──────── Raw records ────────

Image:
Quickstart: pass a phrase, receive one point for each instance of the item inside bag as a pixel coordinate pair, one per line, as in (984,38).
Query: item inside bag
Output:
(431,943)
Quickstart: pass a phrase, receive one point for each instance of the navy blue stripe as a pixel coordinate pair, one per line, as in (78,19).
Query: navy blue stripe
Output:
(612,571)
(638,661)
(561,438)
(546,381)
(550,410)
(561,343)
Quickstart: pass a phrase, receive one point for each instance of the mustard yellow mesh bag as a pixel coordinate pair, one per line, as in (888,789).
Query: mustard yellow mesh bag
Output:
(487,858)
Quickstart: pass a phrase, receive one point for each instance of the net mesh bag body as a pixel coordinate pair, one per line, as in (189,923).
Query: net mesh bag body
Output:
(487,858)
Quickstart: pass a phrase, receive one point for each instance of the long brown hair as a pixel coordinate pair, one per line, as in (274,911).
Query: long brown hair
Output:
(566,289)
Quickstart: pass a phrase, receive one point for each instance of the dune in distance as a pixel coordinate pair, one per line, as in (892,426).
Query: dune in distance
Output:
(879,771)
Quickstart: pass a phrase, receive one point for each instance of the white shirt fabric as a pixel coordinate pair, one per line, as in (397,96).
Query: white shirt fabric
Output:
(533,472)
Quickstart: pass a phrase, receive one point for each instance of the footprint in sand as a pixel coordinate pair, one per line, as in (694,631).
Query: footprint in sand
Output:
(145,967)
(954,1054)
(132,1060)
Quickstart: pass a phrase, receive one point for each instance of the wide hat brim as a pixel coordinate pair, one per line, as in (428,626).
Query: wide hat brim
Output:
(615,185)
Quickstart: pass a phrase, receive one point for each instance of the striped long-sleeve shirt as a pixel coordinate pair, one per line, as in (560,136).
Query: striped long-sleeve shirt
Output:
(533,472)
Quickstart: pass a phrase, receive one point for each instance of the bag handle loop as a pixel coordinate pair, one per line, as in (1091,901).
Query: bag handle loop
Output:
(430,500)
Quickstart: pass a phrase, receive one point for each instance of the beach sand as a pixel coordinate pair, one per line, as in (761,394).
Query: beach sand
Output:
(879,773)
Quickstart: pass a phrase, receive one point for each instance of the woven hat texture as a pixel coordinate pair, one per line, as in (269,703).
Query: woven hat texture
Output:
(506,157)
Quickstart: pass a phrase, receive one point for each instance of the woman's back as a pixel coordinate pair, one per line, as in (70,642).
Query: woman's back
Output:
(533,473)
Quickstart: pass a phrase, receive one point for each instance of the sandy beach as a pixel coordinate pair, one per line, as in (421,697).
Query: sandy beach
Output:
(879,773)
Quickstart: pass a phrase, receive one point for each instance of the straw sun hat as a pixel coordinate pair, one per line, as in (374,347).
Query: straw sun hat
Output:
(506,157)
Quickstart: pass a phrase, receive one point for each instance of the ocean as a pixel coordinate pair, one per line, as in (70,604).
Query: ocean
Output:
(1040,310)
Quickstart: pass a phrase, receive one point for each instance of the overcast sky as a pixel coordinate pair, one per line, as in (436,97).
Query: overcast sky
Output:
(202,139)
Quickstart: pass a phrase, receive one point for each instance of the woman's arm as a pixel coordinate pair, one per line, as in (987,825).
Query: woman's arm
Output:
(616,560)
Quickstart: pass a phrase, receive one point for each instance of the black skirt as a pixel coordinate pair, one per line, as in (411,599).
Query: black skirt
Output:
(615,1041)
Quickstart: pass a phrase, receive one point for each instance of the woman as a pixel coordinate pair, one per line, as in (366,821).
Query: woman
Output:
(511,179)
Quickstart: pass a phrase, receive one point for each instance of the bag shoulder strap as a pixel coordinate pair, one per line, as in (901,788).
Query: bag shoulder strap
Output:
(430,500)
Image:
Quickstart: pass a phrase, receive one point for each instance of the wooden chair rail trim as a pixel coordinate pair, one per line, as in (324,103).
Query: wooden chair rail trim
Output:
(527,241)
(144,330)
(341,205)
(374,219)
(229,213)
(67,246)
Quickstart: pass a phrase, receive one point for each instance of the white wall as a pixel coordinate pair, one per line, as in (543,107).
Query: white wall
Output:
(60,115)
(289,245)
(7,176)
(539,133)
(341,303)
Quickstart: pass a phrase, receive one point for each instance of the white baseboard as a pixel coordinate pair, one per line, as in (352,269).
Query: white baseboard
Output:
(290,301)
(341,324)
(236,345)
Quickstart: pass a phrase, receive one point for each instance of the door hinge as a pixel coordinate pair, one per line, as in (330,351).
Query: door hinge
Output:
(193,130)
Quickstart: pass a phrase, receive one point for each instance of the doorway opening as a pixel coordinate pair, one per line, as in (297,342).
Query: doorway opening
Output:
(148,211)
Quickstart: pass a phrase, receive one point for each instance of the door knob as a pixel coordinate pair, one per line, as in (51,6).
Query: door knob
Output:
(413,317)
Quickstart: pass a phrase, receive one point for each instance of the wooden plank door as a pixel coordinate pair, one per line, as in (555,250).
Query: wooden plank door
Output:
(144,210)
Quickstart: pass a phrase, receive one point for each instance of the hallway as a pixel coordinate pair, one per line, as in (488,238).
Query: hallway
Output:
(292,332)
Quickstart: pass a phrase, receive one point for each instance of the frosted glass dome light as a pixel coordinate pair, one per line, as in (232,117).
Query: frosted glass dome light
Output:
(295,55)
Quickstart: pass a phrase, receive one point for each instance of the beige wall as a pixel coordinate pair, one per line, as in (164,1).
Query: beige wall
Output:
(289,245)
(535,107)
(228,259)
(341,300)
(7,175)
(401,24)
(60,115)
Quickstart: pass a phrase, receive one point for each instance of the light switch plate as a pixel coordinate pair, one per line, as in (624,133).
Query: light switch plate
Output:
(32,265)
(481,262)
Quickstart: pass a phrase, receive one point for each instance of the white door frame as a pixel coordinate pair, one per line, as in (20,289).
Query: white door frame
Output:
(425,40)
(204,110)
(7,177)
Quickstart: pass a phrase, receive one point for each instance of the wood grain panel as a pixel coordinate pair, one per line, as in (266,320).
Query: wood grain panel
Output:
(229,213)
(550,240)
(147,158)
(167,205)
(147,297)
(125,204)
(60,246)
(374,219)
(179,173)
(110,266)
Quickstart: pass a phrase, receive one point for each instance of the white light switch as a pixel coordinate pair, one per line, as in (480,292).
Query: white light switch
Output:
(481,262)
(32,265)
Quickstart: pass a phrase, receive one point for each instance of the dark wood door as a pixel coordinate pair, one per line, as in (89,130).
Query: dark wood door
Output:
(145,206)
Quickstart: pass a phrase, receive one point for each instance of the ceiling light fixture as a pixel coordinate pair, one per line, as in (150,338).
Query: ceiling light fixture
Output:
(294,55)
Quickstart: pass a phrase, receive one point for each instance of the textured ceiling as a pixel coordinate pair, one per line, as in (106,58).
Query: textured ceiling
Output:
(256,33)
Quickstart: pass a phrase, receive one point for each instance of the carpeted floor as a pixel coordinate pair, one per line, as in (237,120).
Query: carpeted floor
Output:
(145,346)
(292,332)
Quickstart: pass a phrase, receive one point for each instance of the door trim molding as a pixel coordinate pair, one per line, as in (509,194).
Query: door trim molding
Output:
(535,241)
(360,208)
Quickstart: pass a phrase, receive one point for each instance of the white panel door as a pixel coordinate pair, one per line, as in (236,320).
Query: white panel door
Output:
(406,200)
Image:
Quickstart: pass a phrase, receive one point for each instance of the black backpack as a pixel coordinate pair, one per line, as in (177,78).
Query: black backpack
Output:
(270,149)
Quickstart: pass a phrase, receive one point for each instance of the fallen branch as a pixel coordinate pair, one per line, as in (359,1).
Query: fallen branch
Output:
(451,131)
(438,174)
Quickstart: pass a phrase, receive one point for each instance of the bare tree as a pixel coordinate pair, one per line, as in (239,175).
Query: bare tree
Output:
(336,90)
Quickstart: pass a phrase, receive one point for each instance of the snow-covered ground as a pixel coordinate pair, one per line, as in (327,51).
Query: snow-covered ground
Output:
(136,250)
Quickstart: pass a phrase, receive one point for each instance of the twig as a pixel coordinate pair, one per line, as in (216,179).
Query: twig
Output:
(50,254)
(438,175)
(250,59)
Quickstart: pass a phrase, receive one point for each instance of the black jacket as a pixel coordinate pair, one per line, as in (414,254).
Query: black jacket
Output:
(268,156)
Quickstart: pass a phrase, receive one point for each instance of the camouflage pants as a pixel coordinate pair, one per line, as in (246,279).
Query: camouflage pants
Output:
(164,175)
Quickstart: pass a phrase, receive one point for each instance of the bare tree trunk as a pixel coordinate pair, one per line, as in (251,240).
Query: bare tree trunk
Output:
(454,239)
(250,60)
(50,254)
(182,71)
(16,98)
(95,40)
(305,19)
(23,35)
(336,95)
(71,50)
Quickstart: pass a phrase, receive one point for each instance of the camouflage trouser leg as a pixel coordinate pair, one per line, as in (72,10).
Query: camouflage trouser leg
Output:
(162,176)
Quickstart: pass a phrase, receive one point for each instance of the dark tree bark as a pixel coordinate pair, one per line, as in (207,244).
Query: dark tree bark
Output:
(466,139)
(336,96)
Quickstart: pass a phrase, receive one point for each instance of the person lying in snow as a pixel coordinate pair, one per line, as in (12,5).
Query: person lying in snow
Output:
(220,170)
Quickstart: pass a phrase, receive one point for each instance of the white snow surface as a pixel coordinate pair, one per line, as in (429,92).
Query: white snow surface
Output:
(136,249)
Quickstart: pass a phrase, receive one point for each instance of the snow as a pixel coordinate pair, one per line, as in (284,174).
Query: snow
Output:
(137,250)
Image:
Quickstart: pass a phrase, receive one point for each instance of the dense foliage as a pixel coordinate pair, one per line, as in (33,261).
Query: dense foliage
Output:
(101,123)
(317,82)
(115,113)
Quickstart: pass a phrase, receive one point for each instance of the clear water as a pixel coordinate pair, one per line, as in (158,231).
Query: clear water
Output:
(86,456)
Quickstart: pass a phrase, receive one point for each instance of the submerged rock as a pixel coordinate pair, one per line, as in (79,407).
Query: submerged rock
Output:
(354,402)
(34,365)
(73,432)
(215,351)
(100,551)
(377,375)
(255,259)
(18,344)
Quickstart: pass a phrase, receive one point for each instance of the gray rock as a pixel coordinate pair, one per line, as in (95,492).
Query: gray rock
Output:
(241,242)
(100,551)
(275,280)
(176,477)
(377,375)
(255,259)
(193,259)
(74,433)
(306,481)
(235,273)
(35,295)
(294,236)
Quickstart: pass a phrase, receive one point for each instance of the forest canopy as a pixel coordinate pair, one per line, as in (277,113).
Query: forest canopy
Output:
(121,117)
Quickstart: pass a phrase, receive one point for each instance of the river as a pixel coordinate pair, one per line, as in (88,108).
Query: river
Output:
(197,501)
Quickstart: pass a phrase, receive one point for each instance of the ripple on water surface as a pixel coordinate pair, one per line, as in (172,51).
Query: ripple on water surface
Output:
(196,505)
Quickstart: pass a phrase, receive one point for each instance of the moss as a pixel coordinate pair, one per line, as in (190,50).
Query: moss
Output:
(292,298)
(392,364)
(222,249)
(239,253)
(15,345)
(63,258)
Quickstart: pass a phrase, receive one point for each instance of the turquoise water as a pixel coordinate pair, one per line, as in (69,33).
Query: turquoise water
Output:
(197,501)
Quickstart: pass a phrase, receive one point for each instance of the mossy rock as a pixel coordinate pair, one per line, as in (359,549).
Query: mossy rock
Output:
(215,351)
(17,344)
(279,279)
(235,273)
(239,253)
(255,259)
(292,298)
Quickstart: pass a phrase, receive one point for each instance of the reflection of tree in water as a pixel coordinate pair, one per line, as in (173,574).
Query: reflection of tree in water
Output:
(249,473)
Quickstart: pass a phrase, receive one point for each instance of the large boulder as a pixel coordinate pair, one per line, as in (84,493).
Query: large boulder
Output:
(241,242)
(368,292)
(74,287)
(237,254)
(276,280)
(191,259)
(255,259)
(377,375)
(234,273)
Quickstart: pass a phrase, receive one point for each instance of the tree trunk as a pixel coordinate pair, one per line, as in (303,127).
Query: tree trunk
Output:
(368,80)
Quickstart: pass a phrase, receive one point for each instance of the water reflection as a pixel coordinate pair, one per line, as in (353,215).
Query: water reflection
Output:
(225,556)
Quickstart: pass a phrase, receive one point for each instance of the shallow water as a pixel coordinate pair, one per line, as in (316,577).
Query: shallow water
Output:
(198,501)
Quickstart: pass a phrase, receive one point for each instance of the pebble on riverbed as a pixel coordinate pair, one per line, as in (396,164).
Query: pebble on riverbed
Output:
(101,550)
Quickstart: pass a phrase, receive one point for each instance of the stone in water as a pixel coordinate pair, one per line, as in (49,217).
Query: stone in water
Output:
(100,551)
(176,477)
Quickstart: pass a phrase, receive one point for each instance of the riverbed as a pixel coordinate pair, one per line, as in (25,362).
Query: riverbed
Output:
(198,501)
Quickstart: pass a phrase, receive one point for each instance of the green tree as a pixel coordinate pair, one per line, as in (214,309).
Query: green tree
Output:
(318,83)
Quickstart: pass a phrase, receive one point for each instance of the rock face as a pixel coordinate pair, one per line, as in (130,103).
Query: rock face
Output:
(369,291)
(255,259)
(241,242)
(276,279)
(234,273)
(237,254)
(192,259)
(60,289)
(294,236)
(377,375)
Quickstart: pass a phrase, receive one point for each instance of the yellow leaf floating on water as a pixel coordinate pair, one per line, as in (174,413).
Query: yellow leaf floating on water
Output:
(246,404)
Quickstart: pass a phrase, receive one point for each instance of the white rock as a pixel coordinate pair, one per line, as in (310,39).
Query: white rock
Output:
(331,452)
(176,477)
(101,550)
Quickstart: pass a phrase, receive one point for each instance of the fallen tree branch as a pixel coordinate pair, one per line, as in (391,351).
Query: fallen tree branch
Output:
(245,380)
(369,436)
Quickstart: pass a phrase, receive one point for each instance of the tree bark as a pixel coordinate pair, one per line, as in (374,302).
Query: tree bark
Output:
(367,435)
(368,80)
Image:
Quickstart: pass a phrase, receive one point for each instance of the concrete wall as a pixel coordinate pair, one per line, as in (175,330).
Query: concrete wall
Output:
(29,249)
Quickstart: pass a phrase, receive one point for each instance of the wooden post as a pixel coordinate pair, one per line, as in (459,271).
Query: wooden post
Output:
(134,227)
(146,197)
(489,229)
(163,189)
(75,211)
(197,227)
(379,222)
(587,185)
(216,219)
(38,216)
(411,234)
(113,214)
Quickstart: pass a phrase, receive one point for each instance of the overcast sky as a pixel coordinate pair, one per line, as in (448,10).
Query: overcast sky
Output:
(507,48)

────────

▸ **Goal**
Please repeat the lines above word for word, beginning with the line that contains "as in (459,271)." and continuing through the final line.

▸ **Output**
Quickstart: pass a phrase, receive one point for each instance of the wooden post as a pixel coordinate pair, one per line, as in (459,271).
Query: wooden post
Output:
(134,227)
(146,197)
(489,229)
(163,189)
(75,211)
(197,227)
(379,222)
(587,185)
(216,219)
(38,216)
(411,234)
(113,214)
Quickstart: pass a phrase, receive one point for each instance of the overcast sky as a pixel coordinate pair, one per line, as in (448,10).
Query: overcast sky
Output:
(507,48)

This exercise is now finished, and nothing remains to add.